### Goal of the exercise
In the forum thread below about a noisy SRAM WiFli drivetrain, which chain and lube does the first poster use?

### Extract to read
........
# Sram WiFli noisy?



## Torelli4 (Mar 1, 2005)

Hello,
For those that run a WiFli derailleur, is it any noisier than a short cage? I have never been able to get my drivetrain quiet: about 2000 miles on it, checked RD adjustment several times, checked hanger alignment, B-screw is right, run a KMC X10SL with Chain-L lube, both SRAM and Shimano cassettes. It has always shifted perfectly but nowhere as quiet as my Campy Centaur. Did I miss anything? Thanks.


----------



## cxwrench (Nov 9, 2004)

Nope...they're generally a little noisier. The bigger the cogs, the harder it is to make them run quietly.


----------



## Torelli4 (Mar 1, 2005)

Thx CX. Maybe I'll get a short cage and a small cassette since I only ride hills a couple of times a year.


----------



## KCTele (Apr 6, 2010)
........
### Entries shown

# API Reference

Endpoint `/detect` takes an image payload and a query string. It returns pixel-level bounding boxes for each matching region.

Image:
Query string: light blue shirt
........
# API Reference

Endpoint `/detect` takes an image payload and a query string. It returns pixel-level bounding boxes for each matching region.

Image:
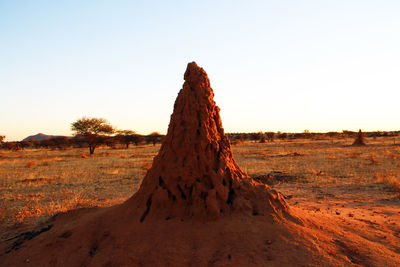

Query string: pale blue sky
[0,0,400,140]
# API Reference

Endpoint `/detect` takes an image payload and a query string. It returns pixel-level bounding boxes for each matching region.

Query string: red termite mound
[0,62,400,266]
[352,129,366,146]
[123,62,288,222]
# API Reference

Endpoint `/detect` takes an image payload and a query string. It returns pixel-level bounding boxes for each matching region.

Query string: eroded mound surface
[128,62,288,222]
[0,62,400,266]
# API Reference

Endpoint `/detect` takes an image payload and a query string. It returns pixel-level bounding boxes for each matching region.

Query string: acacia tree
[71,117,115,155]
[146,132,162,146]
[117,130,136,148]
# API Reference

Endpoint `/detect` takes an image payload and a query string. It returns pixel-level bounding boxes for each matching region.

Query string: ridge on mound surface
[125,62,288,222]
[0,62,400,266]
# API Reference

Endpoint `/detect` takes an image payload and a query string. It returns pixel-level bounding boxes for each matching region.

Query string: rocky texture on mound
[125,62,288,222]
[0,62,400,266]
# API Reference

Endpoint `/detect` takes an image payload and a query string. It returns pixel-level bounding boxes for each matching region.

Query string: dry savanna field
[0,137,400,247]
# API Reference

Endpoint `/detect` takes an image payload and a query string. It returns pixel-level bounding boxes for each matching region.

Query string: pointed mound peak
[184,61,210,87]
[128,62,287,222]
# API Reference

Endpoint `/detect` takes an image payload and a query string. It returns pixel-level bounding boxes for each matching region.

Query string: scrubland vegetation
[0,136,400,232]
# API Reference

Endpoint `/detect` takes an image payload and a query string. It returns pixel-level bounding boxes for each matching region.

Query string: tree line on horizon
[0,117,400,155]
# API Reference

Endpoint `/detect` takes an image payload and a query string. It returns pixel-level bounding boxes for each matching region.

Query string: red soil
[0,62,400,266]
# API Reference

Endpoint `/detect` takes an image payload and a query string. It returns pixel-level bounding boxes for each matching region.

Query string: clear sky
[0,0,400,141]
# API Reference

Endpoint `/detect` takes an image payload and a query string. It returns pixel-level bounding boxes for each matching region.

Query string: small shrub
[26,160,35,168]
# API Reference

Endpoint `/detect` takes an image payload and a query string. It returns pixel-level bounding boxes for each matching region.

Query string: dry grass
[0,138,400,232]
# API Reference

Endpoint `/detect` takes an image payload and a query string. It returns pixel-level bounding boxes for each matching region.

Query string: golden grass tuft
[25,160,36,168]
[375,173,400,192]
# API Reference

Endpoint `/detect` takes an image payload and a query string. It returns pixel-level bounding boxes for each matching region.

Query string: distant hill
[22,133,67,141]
........
### The result
A KMC X10SL chain with Chain-L lube.